§ REQUIREMENTS:
Output every line of the following material exactly, with no changes.

(Annotated coordinate material)
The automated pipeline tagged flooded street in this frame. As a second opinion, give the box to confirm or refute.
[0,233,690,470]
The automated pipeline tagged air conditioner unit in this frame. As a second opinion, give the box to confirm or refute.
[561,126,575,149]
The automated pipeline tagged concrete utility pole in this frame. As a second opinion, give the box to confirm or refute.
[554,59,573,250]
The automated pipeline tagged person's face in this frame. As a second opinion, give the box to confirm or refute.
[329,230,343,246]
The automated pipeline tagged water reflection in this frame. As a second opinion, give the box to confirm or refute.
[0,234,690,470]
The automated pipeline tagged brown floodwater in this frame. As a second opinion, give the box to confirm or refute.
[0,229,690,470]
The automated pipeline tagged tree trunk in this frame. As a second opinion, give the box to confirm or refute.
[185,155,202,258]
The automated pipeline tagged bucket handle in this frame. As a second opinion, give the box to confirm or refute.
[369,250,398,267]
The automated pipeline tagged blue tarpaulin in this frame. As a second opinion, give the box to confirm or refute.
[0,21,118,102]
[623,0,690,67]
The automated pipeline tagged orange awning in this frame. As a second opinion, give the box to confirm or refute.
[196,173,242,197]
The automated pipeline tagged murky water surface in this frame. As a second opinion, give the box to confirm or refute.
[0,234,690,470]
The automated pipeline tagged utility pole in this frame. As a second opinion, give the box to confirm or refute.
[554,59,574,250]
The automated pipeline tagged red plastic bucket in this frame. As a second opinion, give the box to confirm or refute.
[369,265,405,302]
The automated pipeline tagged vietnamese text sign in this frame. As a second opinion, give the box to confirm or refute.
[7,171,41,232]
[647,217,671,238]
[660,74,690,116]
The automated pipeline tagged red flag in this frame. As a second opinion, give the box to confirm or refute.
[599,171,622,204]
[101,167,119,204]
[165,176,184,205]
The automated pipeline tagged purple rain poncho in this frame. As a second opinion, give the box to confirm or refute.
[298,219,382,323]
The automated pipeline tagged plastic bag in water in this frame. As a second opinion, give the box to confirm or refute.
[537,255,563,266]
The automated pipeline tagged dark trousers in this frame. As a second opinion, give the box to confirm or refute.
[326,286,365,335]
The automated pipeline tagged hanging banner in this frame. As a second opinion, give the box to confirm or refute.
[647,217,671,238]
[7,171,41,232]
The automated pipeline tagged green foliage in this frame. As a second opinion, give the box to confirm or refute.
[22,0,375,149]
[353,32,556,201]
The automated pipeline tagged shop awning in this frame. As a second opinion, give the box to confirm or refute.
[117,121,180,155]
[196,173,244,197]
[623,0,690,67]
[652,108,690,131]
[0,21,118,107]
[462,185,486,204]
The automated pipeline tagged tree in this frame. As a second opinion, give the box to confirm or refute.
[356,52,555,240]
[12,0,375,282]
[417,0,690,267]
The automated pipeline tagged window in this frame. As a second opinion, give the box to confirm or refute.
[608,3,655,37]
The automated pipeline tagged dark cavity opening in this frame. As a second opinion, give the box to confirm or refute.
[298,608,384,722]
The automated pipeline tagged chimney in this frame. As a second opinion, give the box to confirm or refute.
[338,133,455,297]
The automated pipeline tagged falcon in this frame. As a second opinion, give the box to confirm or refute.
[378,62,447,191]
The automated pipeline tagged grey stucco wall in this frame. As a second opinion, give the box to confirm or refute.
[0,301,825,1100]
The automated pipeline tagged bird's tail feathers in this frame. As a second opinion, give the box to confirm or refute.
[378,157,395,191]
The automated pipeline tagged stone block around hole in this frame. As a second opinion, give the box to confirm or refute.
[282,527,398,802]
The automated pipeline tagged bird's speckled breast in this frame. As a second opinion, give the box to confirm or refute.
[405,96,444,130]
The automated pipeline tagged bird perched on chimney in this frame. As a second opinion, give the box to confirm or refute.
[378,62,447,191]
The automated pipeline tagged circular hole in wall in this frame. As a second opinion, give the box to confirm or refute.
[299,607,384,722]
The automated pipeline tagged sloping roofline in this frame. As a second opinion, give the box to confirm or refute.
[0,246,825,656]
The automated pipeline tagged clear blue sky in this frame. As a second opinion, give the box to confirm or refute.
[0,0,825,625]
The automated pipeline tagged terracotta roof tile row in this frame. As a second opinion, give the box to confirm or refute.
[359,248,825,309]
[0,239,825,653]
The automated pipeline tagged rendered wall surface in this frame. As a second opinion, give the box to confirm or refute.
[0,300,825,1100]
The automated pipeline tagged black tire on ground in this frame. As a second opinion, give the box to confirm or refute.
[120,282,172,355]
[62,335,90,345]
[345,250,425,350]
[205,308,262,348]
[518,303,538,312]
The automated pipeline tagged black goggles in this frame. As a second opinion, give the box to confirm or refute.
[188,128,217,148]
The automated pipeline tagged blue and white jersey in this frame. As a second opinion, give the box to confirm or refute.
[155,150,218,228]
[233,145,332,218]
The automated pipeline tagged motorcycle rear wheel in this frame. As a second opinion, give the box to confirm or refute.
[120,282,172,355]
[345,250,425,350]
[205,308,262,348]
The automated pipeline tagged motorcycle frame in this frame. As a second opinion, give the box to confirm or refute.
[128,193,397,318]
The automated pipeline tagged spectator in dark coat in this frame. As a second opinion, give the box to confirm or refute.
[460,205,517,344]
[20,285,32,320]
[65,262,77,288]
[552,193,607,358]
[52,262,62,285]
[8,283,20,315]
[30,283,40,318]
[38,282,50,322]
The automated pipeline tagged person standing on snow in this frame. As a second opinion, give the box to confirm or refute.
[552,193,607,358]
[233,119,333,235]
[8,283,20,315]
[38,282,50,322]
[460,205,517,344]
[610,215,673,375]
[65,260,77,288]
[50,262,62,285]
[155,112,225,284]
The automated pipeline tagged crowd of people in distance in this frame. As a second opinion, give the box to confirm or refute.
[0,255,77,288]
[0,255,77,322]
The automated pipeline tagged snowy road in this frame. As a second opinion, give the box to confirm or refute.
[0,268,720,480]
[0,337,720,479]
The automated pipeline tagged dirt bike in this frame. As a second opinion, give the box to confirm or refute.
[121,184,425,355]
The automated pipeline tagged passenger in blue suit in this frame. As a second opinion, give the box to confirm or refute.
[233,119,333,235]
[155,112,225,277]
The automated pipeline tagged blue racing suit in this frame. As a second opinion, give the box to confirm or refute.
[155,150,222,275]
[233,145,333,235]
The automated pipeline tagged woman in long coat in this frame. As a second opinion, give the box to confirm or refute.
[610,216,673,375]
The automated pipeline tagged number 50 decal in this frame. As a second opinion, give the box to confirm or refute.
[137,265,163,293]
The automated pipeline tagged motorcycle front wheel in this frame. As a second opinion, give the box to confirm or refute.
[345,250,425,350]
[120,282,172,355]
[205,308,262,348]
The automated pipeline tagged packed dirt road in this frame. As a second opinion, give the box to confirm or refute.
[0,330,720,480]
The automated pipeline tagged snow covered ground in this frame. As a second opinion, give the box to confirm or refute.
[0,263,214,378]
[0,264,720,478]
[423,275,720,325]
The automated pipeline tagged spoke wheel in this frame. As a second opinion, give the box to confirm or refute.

§ FINISHED TASK:
The automated pipeline tagged flooded street in this frame. As a second opinion, give the box to confirm or refute.
[0,233,690,470]
The automated pipeline tagged air conditioner unit in this frame. As a second opinion, give the box to confirm or refute.
[561,126,575,149]
The automated pipeline tagged concrete utility pole in this frame. As a second opinion, give the box to confirm or refute.
[554,59,573,250]
The automated pipeline tagged person's face in this frame. As a second opinion, give the box to confirm or refute.
[329,230,343,246]
The automated pipeline tagged water reflection in this frame. As a second opinion, give the box to confirm or refute.
[0,234,690,470]
The automated pipeline tagged brown floodwater in this frame. As a second opinion, give the box to confirm or refute.
[0,229,690,470]
The automated pipeline tagged tree trunk in this frame. As a second opinion, give the box to confirm or refute.
[185,155,202,258]
The automated pipeline tagged bucket handle in this frame. As a second opinion, give the box to confirm or refute.
[369,250,398,267]
The automated pipeline tagged blue tarpaulin in this frame. As a second opinion, give the box to confirm or refute.
[0,21,118,102]
[623,0,690,67]
The automated pipeline tagged orange awning in this frame. As a second opinion, give the box to confirm or refute.
[196,173,242,197]
The automated pipeline tagged murky water surface in this frame. As a second opinion, give the box to confirm or refute.
[0,234,690,470]
The automated pipeline tagged utility pole in this frame. As a second opinion, give the box to confirm or refute.
[554,59,574,250]
The automated pipeline tagged red plastic bucket in this frame. As a second opinion, give the box to confirm or refute.
[369,265,405,302]
The automated pipeline tagged vietnamese text sign in this frame. As a second opinion, give the box to confirm or refute.
[7,171,41,232]
[647,217,671,238]
[660,74,690,116]
The automated pipeline tagged red flag in this frame. As a second opinion, give the box to confirm or refute.
[599,171,622,204]
[101,167,119,204]
[165,176,184,205]
The automated pipeline tagged purple rain poncho in this frame. As a second opinion, give the box to confirm or refute.
[298,219,382,323]
The automated pipeline tagged plastic bag in water in this frame. As a second opinion, give the box to confirm or refute.
[537,255,563,266]
The automated pipeline tagged dark trousers in this frame. As a second opinion, give the box to confirm or refute.
[326,286,365,335]
The automated pipeline tagged hanging banner in this frame. As a second opinion, give the box to confirm or refute.
[647,217,671,238]
[7,171,41,232]
The automated pipeline tagged green foliage in this frame. As a second opinion, give the box to confirm or refute.
[22,0,375,149]
[353,32,556,201]
The automated pipeline tagged shop awning in this frame. As a second opinion, give the box to confirm or refute.
[117,121,180,155]
[196,173,244,197]
[623,0,690,67]
[652,108,690,131]
[0,21,118,107]
[462,185,486,204]
The automated pipeline tagged tree in this frame. As a second opinion, give the box to confirm or refute.
[356,52,555,240]
[12,0,375,282]
[417,0,690,267]
The automated pipeline tagged window in this frame. As a second opinion, give the box to confirm or refute.
[608,3,655,37]
The automated pipeline tagged dark cavity opening in this frame. As a second opinion, give the box to confirm or refute.
[298,608,384,722]
The automated pipeline tagged chimney in this frame. As a second opinion, give the box to confirm or refute.
[338,133,455,297]
The automated pipeline tagged falcon in this frame. As a second opinion, give the box to confirm or refute.
[378,62,447,191]
The automated pipeline tagged grey stucco wall in this frame. As a second opinion, give the box to confirm or refute.
[0,301,825,1100]
The automated pipeline tagged bird's tail feathers in this frame. As a second opinion, give the box to confirm or refute.
[378,157,395,191]
The automated pipeline tagged stone block around hole in this frame. As a second opinion, give the box to confirm or refute.
[282,527,398,802]
The automated pipeline tagged bird's speckled breast in this frame. As a second opinion, give the box to confirm or refute.
[405,96,444,130]
The automated pipeline tagged bird perched on chimney in this frame. As a second opinion, give the box to confirm or refute.
[378,62,447,191]
The automated pipeline tagged circular hole in wall in this frame. As a second opinion, give the box to confirm or refute.
[299,607,384,722]
The automated pipeline tagged sloping roofline in this frame. As a second opinion, give the box to confirm or refute.
[0,246,825,656]
The automated pipeline tagged clear blue sky in this frame. As a second opinion, give the box to confirm or refute.
[0,0,825,625]
The automated pipeline tagged terracotta roof tile row in this frame. As a second opinion, give the box to confirm or refute.
[359,248,825,309]
[0,239,825,653]
The automated pipeline tagged rendered wall surface in this frame. As a second opinion, give the box to confirm or refute.
[0,300,825,1100]
The automated pipeline tagged black tire on ground in this frame. As a second opinion, give the box to confirm or refute.
[120,282,172,355]
[62,335,90,345]
[345,250,425,350]
[205,308,262,348]
[518,303,538,312]
The automated pipeline tagged black goggles in this frame. As a second opinion, give the box to confirm or refute.
[188,128,217,148]
The automated pipeline tagged blue and white jersey in this frame. As a second opinion, give the box to confirm or refute.
[155,150,218,228]
[233,145,332,218]
The automated pipeline tagged motorcycle rear wheel in this frame. As a second opinion, give the box to confirm or refute.
[120,282,172,355]
[345,250,425,350]
[205,308,262,348]
The automated pipeline tagged motorcycle frame in this frame. As a second opinion, give the box to confirm or refute.
[128,193,397,318]
The automated pipeline tagged spectator in dark coat in this frame. As a second opinion, give the box to confirm or refute.
[460,205,517,344]
[20,285,32,320]
[65,262,77,288]
[552,193,607,358]
[52,262,62,285]
[8,283,20,315]
[30,283,40,318]
[38,282,50,322]
The automated pipeline tagged person standing on snow in this frame. As a second opinion, give the box to confirm or refute.
[552,193,607,358]
[233,119,333,235]
[8,283,20,315]
[38,282,50,322]
[460,205,517,344]
[610,215,673,375]
[65,260,77,288]
[50,262,62,285]
[155,112,225,284]
The automated pipeline tagged crowd of people in distance in this frame. As a second opinion, give the box to confirm or refute.
[0,255,77,288]
[0,255,77,322]
The automated pipeline tagged snowy road in this frame. As a second opinion, give the box to confirm or refute.
[0,268,720,480]
[0,337,720,479]
The automated pipeline tagged dirt bike in this frame. As a second opinion, give the box to confirm or refute.
[121,184,425,355]
The automated pipeline tagged passenger in blue suit in this frame. As a second opinion, give the box to confirm or refute.
[233,119,333,235]
[155,112,225,277]
The automated pipeline tagged blue racing suit in this frame. As a second opinion, give the box to confirm or refute.
[155,150,222,275]
[233,145,333,235]
The automated pipeline tagged woman in long coat in this frame. As a second opinion, give the box to confirm or refute.
[610,216,673,375]
The automated pipeline tagged number 50 decal in this frame. As a second opinion, give the box to confirm or refute.
[137,265,163,293]
The automated pipeline tagged motorcycle front wheel in this frame. As a second opinion, give the box to confirm or refute.
[345,250,425,350]
[120,282,172,355]
[205,308,262,348]
The automated pipeline tagged packed dirt road in this frame. As a second opinion, give the box to confirm or refute.
[0,330,720,480]
The automated pipeline tagged snow covered ground in this frame. As a second opinion, give the box to confirm or refute.
[0,263,214,378]
[0,264,720,478]
[423,275,720,325]
The automated pipeline tagged spoke wheel in this frame. As a second opinion, give the box to confirm or refute.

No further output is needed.